# RECORDS PROVIDED

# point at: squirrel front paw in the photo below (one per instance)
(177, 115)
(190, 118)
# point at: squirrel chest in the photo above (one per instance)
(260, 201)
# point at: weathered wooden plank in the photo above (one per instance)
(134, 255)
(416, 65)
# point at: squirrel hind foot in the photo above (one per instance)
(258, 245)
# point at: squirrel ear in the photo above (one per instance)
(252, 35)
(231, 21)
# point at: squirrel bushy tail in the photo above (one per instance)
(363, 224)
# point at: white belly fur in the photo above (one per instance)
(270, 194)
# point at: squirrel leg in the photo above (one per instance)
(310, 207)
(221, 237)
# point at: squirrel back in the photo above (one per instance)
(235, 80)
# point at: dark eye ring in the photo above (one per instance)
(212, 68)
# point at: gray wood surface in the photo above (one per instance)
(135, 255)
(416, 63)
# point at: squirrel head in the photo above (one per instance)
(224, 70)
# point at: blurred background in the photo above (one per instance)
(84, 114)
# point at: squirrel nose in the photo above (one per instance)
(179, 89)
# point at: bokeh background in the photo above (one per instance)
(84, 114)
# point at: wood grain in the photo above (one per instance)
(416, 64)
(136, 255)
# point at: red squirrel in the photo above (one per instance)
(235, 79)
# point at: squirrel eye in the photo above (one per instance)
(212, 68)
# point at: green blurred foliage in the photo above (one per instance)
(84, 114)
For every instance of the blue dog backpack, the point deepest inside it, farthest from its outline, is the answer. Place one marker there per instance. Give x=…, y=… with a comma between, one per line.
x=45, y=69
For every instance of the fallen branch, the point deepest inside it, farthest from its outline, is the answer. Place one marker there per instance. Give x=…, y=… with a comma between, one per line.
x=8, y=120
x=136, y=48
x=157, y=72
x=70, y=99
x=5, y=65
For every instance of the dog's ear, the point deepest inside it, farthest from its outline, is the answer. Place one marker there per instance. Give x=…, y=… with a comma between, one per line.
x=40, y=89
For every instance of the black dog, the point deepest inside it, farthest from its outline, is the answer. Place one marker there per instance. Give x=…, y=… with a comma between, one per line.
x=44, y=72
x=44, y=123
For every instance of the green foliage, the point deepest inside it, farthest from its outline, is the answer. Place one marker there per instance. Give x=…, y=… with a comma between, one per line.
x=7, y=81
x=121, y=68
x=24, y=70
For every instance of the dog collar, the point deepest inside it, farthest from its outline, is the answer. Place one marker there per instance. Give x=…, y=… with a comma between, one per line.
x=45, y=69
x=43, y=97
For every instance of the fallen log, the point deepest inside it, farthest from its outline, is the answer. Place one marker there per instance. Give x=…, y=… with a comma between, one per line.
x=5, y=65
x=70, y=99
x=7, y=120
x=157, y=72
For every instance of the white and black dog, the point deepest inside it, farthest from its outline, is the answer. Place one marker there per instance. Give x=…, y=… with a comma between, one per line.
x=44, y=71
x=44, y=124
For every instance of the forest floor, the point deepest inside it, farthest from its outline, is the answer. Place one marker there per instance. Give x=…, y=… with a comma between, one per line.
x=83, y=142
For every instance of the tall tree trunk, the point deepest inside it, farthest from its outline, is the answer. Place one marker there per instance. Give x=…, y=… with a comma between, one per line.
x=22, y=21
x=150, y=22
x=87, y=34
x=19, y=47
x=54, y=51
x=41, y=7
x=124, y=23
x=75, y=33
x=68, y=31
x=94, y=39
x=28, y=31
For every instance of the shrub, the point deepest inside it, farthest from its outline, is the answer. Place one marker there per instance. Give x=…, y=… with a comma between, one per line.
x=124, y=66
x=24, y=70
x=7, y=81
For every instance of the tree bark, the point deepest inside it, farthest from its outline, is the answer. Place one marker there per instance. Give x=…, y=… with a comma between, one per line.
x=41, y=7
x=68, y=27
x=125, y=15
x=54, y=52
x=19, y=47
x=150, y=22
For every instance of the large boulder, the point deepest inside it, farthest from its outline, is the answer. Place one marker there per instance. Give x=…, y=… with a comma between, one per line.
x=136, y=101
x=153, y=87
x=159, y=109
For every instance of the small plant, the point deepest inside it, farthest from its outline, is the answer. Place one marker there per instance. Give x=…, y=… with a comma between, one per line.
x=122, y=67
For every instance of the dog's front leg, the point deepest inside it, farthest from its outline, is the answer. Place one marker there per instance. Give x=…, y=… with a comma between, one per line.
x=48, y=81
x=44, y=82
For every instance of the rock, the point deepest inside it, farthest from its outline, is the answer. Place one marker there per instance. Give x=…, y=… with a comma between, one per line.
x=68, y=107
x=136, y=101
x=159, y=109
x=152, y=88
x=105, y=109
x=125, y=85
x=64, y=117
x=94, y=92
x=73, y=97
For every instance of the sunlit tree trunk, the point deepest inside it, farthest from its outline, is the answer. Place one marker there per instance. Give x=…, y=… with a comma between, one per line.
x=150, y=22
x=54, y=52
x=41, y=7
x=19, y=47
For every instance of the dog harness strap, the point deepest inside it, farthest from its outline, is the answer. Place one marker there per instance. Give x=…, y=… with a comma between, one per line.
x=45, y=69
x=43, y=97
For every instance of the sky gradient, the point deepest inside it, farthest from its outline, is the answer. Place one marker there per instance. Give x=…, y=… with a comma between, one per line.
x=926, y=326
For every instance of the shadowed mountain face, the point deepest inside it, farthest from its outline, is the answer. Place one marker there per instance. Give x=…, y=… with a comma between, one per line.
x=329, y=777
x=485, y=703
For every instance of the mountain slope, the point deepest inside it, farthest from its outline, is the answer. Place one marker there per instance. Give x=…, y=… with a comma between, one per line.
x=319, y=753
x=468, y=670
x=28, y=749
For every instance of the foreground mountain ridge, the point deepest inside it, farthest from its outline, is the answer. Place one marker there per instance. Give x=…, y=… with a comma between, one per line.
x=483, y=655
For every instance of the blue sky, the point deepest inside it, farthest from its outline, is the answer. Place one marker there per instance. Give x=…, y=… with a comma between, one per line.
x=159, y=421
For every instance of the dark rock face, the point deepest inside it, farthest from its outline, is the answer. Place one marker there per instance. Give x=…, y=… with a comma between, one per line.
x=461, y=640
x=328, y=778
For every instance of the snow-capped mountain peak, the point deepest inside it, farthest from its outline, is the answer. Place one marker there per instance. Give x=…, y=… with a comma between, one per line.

# YOUR GOAL
Format every line of the listing above as one numbered list, omitting blank lines.

# EXERCISE RESULT
1. # point at: squirrel front paw in the photo below (one per instance)
2. (177, 115)
3. (190, 118)
4. # point at: squirrel chest in the photo above (one per instance)
5. (260, 201)
6. # point at: weathered wooden plank in the photo above (one per instance)
7. (134, 255)
8. (416, 65)
9. # point at: squirrel hind foot in the photo above (one per instance)
10. (258, 245)
11. # point at: squirrel ear in the photo above (one per instance)
12. (252, 35)
13. (231, 21)
14. # point at: squirrel bushy tail in the photo above (one per instance)
15. (363, 224)
16. # point at: white belly fur in the photo above (one per instance)
17. (270, 194)
18. # point at: squirrel leg in the photo above (one per instance)
19. (310, 207)
20. (221, 237)
21. # point at: squirrel back in the photo above (one per instance)
22. (235, 80)
23. # point at: dark eye ring in the photo above (one per instance)
24. (212, 68)
25. # point at: gray wood surface in the photo above (one per instance)
26. (135, 255)
27. (416, 63)
28. # point at: squirrel head in the photo above (one per instance)
29. (224, 70)
30. # point at: blurred background in the photo above (one per instance)
31. (84, 114)
32. # point at: squirrel nose in the photo above (one per instance)
33. (179, 89)
34. # point at: bokeh background in the photo above (one per instance)
35. (84, 114)
36. # point at: wood grain in the photo above (one per instance)
37. (416, 64)
38. (136, 255)
39. # point at: red squirrel in the photo above (one per instance)
40. (235, 79)
41. # point at: squirrel eye in the photo above (one per instance)
42. (212, 68)
43. # point at: green blurred foliage in the photo above (one per instance)
44. (84, 114)
45. For every instance of the blue dog backpack, the point deepest inside it, farthest from its outline, is the answer. Place one marker there per instance. Give x=…, y=… with a comma between, one per line.
46. x=45, y=69
47. For every instance of the fallen branch, the point deepest inside it, farthest from its outline, is the answer. Place one marker there per instance. Give x=…, y=… with a comma between, one per line.
48. x=8, y=120
49. x=136, y=48
50. x=157, y=72
51. x=70, y=99
52. x=5, y=65
53. For every instance of the dog's ear, the point deepest inside it, farthest from its outline, is the answer. Place one marker there per instance. Give x=…, y=… with a comma between, one per line.
54. x=40, y=89
55. For every instance of the black dog, the point deepest inside it, farthest from its outline, is the answer. Place one marker there per instance. Give x=…, y=… with a comma between, one per line.
56. x=44, y=72
57. x=44, y=123
58. For every instance of the green foliage, the point deepest inside it, farthest from its outline, is the answer. Place one marker there per instance. Give x=…, y=… with a comma between, one per line.
59. x=7, y=81
60. x=121, y=68
61. x=24, y=70
62. For every instance of the dog collar, the point deepest inside it, farthest from its outline, is the answer. Place one marker there per instance. Give x=…, y=… with a comma between, one per line.
63. x=45, y=69
64. x=43, y=97
65. For every instance of the fallen log, the point deepest inside it, farthest from its outline, is the answer. Place one marker there per instance. Give x=…, y=… with a comma between, one per line.
66. x=5, y=65
67. x=70, y=99
68. x=7, y=120
69. x=157, y=72
70. For every instance of the white and black dog, the point deepest inside it, farthest from its outline, is the answer. Place one marker there per instance. Give x=…, y=… with a comma between, one per line.
71. x=44, y=71
72. x=44, y=124
73. For every instance of the forest floor, the point deepest inside it, farthest from its outline, is the answer. Place one marker there per instance. Give x=…, y=… with a comma between, one per line.
74. x=83, y=142
75. For every instance of the tall tree trunk, the point deepest inside it, farthest from its outline, is the answer. Place one marker there per instance. Give x=…, y=… with a comma between, one per line.
76. x=22, y=21
77. x=150, y=22
78. x=87, y=34
79. x=19, y=47
80. x=54, y=51
81. x=41, y=7
82. x=124, y=23
83. x=75, y=33
84. x=68, y=31
85. x=94, y=39
86. x=28, y=31
87. For every instance of the shrub, the point deepest inside it, farthest from its outline, is the answer. Place one marker there per instance. Give x=…, y=… with a comma between, one per line.
88. x=124, y=66
89. x=24, y=70
90. x=7, y=81
91. For every instance of the tree bark, the point deepest inside it, farthest from its outline, is the answer. Place one marker there per instance. Give x=…, y=… with a comma between, one per line.
92. x=41, y=7
93. x=68, y=27
94. x=125, y=15
95. x=54, y=52
96. x=19, y=47
97. x=150, y=22
98. For every instance of the large boulder, the point deepest inside it, farthest from its outline, is the answer. Place one marker there per instance. Give x=…, y=… with a comma between, one per line.
99. x=136, y=101
100. x=153, y=87
101. x=159, y=109
102. For every instance of the small plant, the point deepest inside it, farthest from its outline, is the answer. Place one marker there per instance. Give x=…, y=… with a comma between, one per line.
103. x=122, y=67
104. For every instance of the dog's front leg, the point deepest inside it, farthest from its outline, is the answer. Place one marker there per instance. Give x=…, y=… with a comma between, one per line.
105. x=48, y=81
106. x=44, y=82
107. For every instance of the rock, the point deepest inside it, farthest from its outline, is the answer. Place one marker there per instance. Give x=…, y=… with a comma between, one per line.
108. x=68, y=107
109. x=136, y=101
110. x=159, y=109
111. x=152, y=88
112. x=105, y=109
113. x=125, y=85
114. x=64, y=117
115. x=94, y=92
116. x=73, y=97
117. For every instance of the sunlit tree trunk, the point deepest inside it, farthest from its outline, is the answer. Place one marker there per instance. Give x=…, y=… with a comma between, one per line.
118. x=150, y=22
119. x=54, y=52
120. x=41, y=7
121. x=19, y=47
122. For every instance of the dog harness strap, the point deepest inside it, farthest from its outline, is the answer. Place one marker there per instance. Give x=…, y=… with a comma between, one per line.
123. x=45, y=69
124. x=43, y=97
125. For every instance of the sky gradient, the point deepest inside it, farthest from its outline, is the answer. Place one marker there per instance. Give x=…, y=… with a comma between, one per line.
126. x=926, y=326
127. For every instance of the shadowed mountain face, the point deepest inside it, farthest from its outline, is the answer. Place one marker there per instance. Give x=…, y=… with a comma between, one per line.
128. x=329, y=777
129. x=485, y=703
130. For every instance of the mountain slope, the point deepest inside it, farthest from its outline, is the answer. Place one marker there per instance. Give x=…, y=… with a comma between, one per line.
131. x=319, y=753
132. x=468, y=670
133. x=28, y=749
134. For every instance of the foreground mountain ridge, the point deepest inside it, farthest from its outline, is the answer. Place one marker there per instance. Give x=…, y=… with a comma between, one per line.
135. x=483, y=655
136. For every instance of the blue sky, the point deepest inside it, farthest from its outline, is the answer. Place one marker there per instance. Give x=…, y=… with a comma between, one per line.
137. x=159, y=421
138. For every instance of the dark rock face, the point deepest inside it, farthest from its outline, is the answer. Place one marker there per instance. Give x=…, y=… with a comma between, one per line.
139. x=461, y=640
140. x=328, y=778
141. For every instance of the snow-capped mountain peak, the point deepest inside it, farthest from its outline, is the answer. Place one marker there per instance. Give x=…, y=… with a comma between, one per line.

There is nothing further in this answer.